### Source excerpt
Lesson 26. IMPROVEMENT OF DAIRY COOPERATIVE ORGANIZATIONS AND DAIRY DEVELOPMENT CORPORATIONS

Module 14. Dairy development in India Phases and schemes

Lesson 26
INVESTMENT OF DAIRY COOPERATIVE ORGANIZATIONS AND DAIRY DEVELOPMENT CORPORATIONS

26.1 Introduction

This chapter describes the concept of Producer companies as a new development for functioning of dairy co-operatives in this liberalized era. Producer companies Act is now being used by many dairy co-operatives in this competitive era. This act overcomes many problems faced by cooperative organizations while functioning under cooperative act.

26.2 Overview of Dairy Co-operatives

India is the largest milk producing country in the world. But considering the milch animal population of India, production per animal is lower compared to other nations. Moreover in free trade regime era, there are possibility of cheap imports to India, thus to be competitive, it is necessary to have technology oriented, smoother and updated delivery system in terms of production and marketing. co-operative will have to constantly endeavour towards modernization and diversification to ensure quality of international standards. They will have to constantly update technologies to make milk production viable & also improve quality to compete both in the internal & external market.

Animal Husbandry and dairying is an important component of Indian agricultural system. But now in the liberalized competitive era, dairying is professional enterprise which requires expertise. It is necessary to make all aspects of Co-operative dairy sector management oriented so as to make it at par with other countries which have shown tremendous progress in the sector.

It is estimated that organized dairy sector handles about 25 percent of milk production of the country. The share of co-operatives is about seventy percent from this organized sector & co-operatives should try to increase their share. The growth of co-operative sector is uneven across different states of India. Co-operative federations of each state have to strive for further increasing their coverage.

26.3 The New Concept of Producer Companies

Till recently, the Companies Act, 1956, recognised only three types of companies, namely, companies limited by shares (sub-divided into public limited and private limited companies), companies limited by guarantees and unlimited companies.

The new concept of producer companies is based on the recommendations of an expert committee led by noted economist, Y. K. Alagh. The committee was asked (a) to frame a legislation that would enable incorporation of cooperatives as companies and conversion of existing cooperatives into companies and (b) to ensure that the proposed legislation accommodated the unique elements of cooperative business with a regulatory framework similar to that of companies.

The new type is termed as `Producer Company', to indicate that only certain categories of persons can participate in the ownership of such companies. The members have necessarily to be `primary producers,' that is, persons engaged in an activity connected with, or related to, primary produce.

Primary produce: In terms of the Act. it is a produce of farmers arising from agriculture including animal husbandry, horticulture, floriculture, pisciculture, viticulture, forestry, forest products, re-vegetation, bee raising and farming plantation products: produce of persons engaged in handloom, handicraft and other cottage industries: by - products of such products; and products arising out of ancillary industries.


The 46 new sections respectively deal with incorporation of producer companies: their management; general meetings; share capital and members rights; finance, accounts and audit; loan to members and investments; penalties; amalgamation, merger or division; resolution of disputes; and reconversion of producer company to inter-State cooperative society. A few salient features are now briefly described.
######
### Provided material
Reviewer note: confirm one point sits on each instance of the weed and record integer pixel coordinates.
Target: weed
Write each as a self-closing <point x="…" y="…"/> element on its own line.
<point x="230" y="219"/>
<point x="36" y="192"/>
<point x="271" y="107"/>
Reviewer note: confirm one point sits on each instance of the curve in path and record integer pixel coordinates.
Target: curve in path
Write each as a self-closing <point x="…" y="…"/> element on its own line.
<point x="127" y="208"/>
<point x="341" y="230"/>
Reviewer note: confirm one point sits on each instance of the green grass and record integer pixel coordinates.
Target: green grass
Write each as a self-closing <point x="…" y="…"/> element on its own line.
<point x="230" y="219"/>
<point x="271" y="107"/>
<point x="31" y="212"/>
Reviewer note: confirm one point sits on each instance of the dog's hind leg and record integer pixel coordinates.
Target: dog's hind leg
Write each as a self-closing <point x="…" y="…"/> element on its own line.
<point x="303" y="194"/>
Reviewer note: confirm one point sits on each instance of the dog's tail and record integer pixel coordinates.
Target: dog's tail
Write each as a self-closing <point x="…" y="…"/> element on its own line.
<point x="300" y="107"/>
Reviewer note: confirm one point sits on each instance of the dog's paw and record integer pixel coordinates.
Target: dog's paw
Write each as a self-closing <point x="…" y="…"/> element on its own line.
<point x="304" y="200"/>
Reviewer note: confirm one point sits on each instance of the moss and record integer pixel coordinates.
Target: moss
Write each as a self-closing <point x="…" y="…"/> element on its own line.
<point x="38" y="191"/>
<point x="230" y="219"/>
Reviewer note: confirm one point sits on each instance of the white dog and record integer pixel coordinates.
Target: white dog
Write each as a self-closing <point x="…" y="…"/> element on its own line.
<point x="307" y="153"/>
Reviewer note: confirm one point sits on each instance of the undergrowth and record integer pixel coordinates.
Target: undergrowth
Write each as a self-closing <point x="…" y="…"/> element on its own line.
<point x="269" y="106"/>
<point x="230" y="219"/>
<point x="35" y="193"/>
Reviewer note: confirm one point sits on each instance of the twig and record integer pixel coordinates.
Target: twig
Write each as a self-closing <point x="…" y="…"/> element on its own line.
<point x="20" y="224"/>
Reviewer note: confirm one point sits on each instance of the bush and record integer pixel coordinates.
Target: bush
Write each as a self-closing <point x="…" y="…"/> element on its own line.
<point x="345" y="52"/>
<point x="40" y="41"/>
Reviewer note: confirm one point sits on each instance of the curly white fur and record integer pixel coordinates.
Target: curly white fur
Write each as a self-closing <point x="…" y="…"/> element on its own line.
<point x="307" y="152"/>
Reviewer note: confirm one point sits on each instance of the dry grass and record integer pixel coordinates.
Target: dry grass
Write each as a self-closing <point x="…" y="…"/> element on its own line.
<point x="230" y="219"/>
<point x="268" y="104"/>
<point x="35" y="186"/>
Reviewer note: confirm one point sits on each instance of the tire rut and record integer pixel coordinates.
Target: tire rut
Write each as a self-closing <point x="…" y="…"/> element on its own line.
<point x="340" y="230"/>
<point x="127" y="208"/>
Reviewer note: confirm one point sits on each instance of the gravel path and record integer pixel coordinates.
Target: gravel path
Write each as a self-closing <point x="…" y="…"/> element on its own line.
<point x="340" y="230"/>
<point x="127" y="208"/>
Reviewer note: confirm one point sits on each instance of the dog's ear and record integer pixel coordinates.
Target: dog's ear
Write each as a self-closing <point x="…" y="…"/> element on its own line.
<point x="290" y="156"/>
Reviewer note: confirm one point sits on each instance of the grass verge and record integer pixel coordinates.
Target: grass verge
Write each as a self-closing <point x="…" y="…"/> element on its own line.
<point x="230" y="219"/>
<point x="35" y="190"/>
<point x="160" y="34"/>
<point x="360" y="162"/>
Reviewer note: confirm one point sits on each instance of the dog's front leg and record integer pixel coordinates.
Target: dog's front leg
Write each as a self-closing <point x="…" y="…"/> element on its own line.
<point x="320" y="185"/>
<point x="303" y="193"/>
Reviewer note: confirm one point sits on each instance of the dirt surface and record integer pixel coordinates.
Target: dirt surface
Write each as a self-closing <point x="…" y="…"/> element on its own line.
######
* _Work to do_
[a] How would you render the sentence "India is the largest milk producing country in the world." from the dairy cooperatives lesson in Spanish?
[b] In the dairy cooperatives lesson, who led the expert committee whose recommendations form the basis of the producer company concept?

* _Results for the exercise_
[a] India es el mayor país productor de leche del mundo.

[b] The noted economist Y. K. Alagh.